**Exercise goal:** Write the records below as a JSON list of strings, one string per line, with blank lines omitted.

-- Start of Task data --

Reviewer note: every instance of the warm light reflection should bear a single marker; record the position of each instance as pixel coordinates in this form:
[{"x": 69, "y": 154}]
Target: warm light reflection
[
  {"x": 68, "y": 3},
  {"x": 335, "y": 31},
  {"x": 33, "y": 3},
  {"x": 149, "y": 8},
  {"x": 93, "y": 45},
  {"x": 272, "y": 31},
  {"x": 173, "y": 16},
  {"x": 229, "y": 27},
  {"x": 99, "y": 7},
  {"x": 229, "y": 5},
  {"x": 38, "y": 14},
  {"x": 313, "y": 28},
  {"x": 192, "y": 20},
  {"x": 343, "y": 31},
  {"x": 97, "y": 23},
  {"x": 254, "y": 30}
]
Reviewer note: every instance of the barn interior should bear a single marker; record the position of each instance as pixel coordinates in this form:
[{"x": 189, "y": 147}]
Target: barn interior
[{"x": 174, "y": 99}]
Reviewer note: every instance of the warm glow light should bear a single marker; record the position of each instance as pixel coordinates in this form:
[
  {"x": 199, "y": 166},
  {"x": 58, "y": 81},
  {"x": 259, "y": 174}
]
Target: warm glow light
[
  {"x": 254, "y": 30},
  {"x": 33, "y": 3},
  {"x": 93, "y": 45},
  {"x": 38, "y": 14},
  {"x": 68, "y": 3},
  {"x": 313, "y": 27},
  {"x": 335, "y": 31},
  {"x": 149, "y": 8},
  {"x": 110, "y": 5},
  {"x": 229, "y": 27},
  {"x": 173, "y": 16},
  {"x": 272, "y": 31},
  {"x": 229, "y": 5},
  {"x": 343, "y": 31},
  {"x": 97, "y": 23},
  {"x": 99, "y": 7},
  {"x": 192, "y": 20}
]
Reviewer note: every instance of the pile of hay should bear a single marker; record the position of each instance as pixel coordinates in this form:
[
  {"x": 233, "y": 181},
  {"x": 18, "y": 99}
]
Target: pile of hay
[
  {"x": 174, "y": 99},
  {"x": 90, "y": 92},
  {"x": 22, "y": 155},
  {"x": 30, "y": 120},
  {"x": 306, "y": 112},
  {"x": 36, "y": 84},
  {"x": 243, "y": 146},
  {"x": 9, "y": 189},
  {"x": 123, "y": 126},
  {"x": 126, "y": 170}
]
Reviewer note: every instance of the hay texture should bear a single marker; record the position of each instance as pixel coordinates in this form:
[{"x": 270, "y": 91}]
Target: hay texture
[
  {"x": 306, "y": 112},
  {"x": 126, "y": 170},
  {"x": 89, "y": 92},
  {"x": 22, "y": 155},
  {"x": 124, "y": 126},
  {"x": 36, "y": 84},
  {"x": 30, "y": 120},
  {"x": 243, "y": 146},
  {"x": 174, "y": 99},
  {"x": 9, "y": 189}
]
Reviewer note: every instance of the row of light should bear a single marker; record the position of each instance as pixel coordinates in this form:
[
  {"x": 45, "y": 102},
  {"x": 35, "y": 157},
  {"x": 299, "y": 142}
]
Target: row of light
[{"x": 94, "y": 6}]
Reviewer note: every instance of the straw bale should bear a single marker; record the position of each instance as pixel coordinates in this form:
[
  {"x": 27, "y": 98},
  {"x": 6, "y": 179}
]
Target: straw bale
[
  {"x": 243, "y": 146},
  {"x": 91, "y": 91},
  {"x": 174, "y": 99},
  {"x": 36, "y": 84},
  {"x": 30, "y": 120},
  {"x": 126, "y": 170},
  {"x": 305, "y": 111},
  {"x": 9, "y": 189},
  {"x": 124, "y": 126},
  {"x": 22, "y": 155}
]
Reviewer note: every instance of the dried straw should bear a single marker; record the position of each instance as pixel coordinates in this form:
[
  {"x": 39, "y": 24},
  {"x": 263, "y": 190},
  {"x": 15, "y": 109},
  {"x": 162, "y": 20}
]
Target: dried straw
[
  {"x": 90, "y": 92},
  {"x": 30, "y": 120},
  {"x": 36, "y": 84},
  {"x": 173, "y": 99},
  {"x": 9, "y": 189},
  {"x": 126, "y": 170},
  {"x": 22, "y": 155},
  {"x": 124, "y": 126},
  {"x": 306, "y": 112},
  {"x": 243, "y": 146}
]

-- End of Task data --

**Written answer:**
[
  "Reviewer note: every instance of the warm light reflection should bear a single marker; record the position of each instance as pixel coordinates in this form:",
  "[{\"x\": 69, \"y\": 154}]",
  "Target: warm light reflection",
  "[",
  "  {\"x\": 68, \"y\": 3},",
  "  {\"x\": 335, \"y\": 31},",
  "  {\"x\": 33, \"y\": 3},",
  "  {\"x\": 149, \"y\": 8},",
  "  {\"x\": 93, \"y\": 45},",
  "  {\"x\": 272, \"y\": 31},",
  "  {\"x\": 173, \"y\": 16},",
  "  {\"x\": 229, \"y\": 27},",
  "  {\"x\": 99, \"y\": 7},",
  "  {\"x\": 229, \"y\": 5},",
  "  {\"x\": 38, \"y\": 14},",
  "  {\"x\": 313, \"y\": 28},",
  "  {\"x\": 192, \"y\": 20},",
  "  {\"x\": 343, \"y\": 31},",
  "  {\"x\": 97, \"y\": 23},",
  "  {\"x\": 254, \"y\": 30}",
  "]",
  "Reviewer note: every instance of the barn interior should bear a single marker; record the position of each instance as pixel coordinates in this form:",
  "[{\"x\": 189, \"y\": 147}]",
  "Target: barn interior",
  "[{\"x\": 174, \"y\": 99}]",
  "Reviewer note: every instance of the warm glow light should bear a single marker; record the position of each instance as pixel coordinates in this form:",
  "[",
  "  {\"x\": 199, \"y\": 166},",
  "  {\"x\": 58, \"y\": 81},",
  "  {\"x\": 259, \"y\": 174}",
  "]",
  "Target: warm glow light",
  "[",
  "  {\"x\": 254, \"y\": 30},",
  "  {\"x\": 33, \"y\": 3},",
  "  {\"x\": 93, \"y\": 45},",
  "  {\"x\": 38, \"y\": 14},",
  "  {\"x\": 68, \"y\": 3},",
  "  {\"x\": 313, \"y\": 27},",
  "  {\"x\": 335, \"y\": 31},",
  "  {\"x\": 149, \"y\": 8},",
  "  {\"x\": 110, \"y\": 5},",
  "  {\"x\": 229, \"y\": 27},",
  "  {\"x\": 173, \"y\": 16},",
  "  {\"x\": 272, \"y\": 31},",
  "  {\"x\": 229, \"y\": 5},",
  "  {\"x\": 343, \"y\": 31},",
  "  {\"x\": 97, \"y\": 23},",
  "  {\"x\": 99, \"y\": 7},",
  "  {\"x\": 192, \"y\": 20}",
  "]",
  "Reviewer note: every instance of the pile of hay should bear a single marker; record the position of each instance as pixel coordinates in this form:",
  "[",
  "  {\"x\": 233, \"y\": 181},",
  "  {\"x\": 18, \"y\": 99}",
  "]",
  "Target: pile of hay",
  "[",
  "  {\"x\": 174, \"y\": 99},",
  "  {\"x\": 90, \"y\": 92},",
  "  {\"x\": 22, \"y\": 155},",
  "  {\"x\": 30, \"y\": 120},",
  "  {\"x\": 306, \"y\": 112},",
  "  {\"x\": 36, \"y\": 84},",
  "  {\"x\": 243, \"y\": 146},",
  "  {\"x\": 9, \"y\": 189},",
  "  {\"x\": 123, \"y\": 126},",
  "  {\"x\": 126, \"y\": 170}",
  "]",
  "Reviewer note: every instance of the hay texture should bear a single marker; record the position of each instance as pixel coordinates in this form:",
  "[{\"x\": 270, \"y\": 91}]",
  "Target: hay texture",
  "[",
  "  {\"x\": 306, \"y\": 112},",
  "  {\"x\": 126, \"y\": 170},",
  "  {\"x\": 89, \"y\": 92},",
  "  {\"x\": 22, \"y\": 155},",
  "  {\"x\": 124, \"y\": 126},",
  "  {\"x\": 36, \"y\": 84},",
  "  {\"x\": 30, \"y\": 120},",
  "  {\"x\": 243, \"y\": 146},",
  "  {\"x\": 174, \"y\": 99},",
  "  {\"x\": 9, \"y\": 189}",
  "]",
  "Reviewer note: every instance of the row of light should bear a single marker; record the position of each instance as pixel coordinates in this form:",
  "[",
  "  {\"x\": 45, \"y\": 102},",
  "  {\"x\": 35, \"y\": 157},",
  "  {\"x\": 299, \"y\": 142}",
  "]",
  "Target: row of light",
  "[{\"x\": 94, \"y\": 6}]",
  "Reviewer note: every instance of the straw bale should bear a single marker; record the position of each instance as pixel coordinates in this form:",
  "[",
  "  {\"x\": 27, \"y\": 98},",
  "  {\"x\": 6, \"y\": 179}",
  "]",
  "Target: straw bale",
  "[",
  "  {\"x\": 243, \"y\": 146},",
  "  {\"x\": 91, \"y\": 91},",
  "  {\"x\": 174, \"y\": 99},",
  "  {\"x\": 36, \"y\": 84},",
  "  {\"x\": 30, \"y\": 120},",
  "  {\"x\": 126, \"y\": 170},",
  "  {\"x\": 305, \"y\": 111},",
  "  {\"x\": 9, \"y\": 189},",
  "  {\"x\": 124, \"y\": 126},",
  "  {\"x\": 22, \"y\": 155}",
  "]",
  "Reviewer note: every instance of the dried straw should bear a single marker; record the position of each instance as pixel coordinates in this form:",
  "[",
  "  {\"x\": 39, \"y\": 24},",
  "  {\"x\": 263, \"y\": 190},",
  "  {\"x\": 15, \"y\": 109},",
  "  {\"x\": 162, \"y\": 20}",
  "]",
  "Target: dried straw",
  "[",
  "  {\"x\": 90, \"y\": 92},",
  "  {\"x\": 30, \"y\": 120},",
  "  {\"x\": 36, \"y\": 84},",
  "  {\"x\": 173, \"y\": 99},",
  "  {\"x\": 9, \"y\": 189},",
  "  {\"x\": 126, \"y\": 170},",
  "  {\"x\": 22, \"y\": 155},",
  "  {\"x\": 124, \"y\": 126},",
  "  {\"x\": 306, \"y\": 112},",
  "  {\"x\": 243, \"y\": 146}",
  "]"
]